_DATASET ROWS_:
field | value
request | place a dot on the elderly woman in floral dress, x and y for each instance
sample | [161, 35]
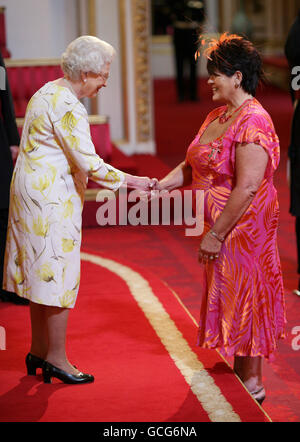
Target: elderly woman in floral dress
[56, 159]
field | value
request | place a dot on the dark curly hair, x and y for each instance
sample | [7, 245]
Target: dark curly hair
[233, 53]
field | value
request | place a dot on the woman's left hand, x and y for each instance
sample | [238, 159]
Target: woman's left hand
[209, 249]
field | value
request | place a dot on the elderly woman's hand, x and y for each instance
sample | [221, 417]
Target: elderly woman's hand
[209, 248]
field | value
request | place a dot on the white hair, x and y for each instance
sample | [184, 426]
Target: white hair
[86, 54]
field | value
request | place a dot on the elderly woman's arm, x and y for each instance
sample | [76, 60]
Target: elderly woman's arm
[251, 163]
[73, 133]
[178, 177]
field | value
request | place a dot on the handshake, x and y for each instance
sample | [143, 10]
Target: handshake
[147, 185]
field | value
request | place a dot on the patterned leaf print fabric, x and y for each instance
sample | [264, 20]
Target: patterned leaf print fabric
[243, 310]
[42, 261]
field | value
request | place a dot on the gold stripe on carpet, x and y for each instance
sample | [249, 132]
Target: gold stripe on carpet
[193, 371]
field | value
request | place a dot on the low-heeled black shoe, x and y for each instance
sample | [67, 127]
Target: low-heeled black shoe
[259, 395]
[32, 363]
[50, 371]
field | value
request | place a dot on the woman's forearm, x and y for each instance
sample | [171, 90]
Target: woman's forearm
[178, 177]
[237, 204]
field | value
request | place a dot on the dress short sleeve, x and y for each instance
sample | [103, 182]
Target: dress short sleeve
[258, 128]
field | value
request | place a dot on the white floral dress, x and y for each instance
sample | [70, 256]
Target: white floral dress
[57, 156]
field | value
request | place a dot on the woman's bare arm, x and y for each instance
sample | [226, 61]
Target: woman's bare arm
[178, 177]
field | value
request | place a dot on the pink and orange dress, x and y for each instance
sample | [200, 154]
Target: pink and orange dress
[243, 308]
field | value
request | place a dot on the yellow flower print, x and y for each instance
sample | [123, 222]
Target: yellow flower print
[68, 298]
[39, 228]
[53, 172]
[73, 142]
[23, 225]
[31, 145]
[45, 273]
[112, 176]
[67, 244]
[19, 277]
[68, 208]
[43, 183]
[55, 97]
[20, 256]
[36, 125]
[68, 122]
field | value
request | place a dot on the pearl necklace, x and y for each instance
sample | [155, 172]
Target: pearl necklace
[70, 86]
[223, 117]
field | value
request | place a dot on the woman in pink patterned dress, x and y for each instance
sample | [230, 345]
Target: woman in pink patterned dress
[232, 159]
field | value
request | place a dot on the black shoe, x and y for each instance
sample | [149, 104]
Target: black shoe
[6, 296]
[259, 395]
[32, 363]
[50, 371]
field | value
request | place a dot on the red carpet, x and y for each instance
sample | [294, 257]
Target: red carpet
[146, 365]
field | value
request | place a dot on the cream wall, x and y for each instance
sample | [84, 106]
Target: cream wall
[110, 100]
[39, 28]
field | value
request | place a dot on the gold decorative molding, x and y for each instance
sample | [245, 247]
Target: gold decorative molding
[141, 39]
[92, 22]
[10, 62]
[122, 21]
[92, 30]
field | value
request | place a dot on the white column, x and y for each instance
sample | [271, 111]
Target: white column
[137, 82]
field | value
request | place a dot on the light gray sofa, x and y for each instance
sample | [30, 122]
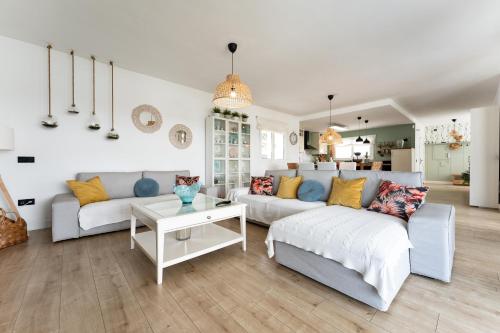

_DIRECTIONS FOR THIS TASK_: Count the lines in the listing above that contain the word "wall" and give only that number.

_TASK RESPONSE_: 2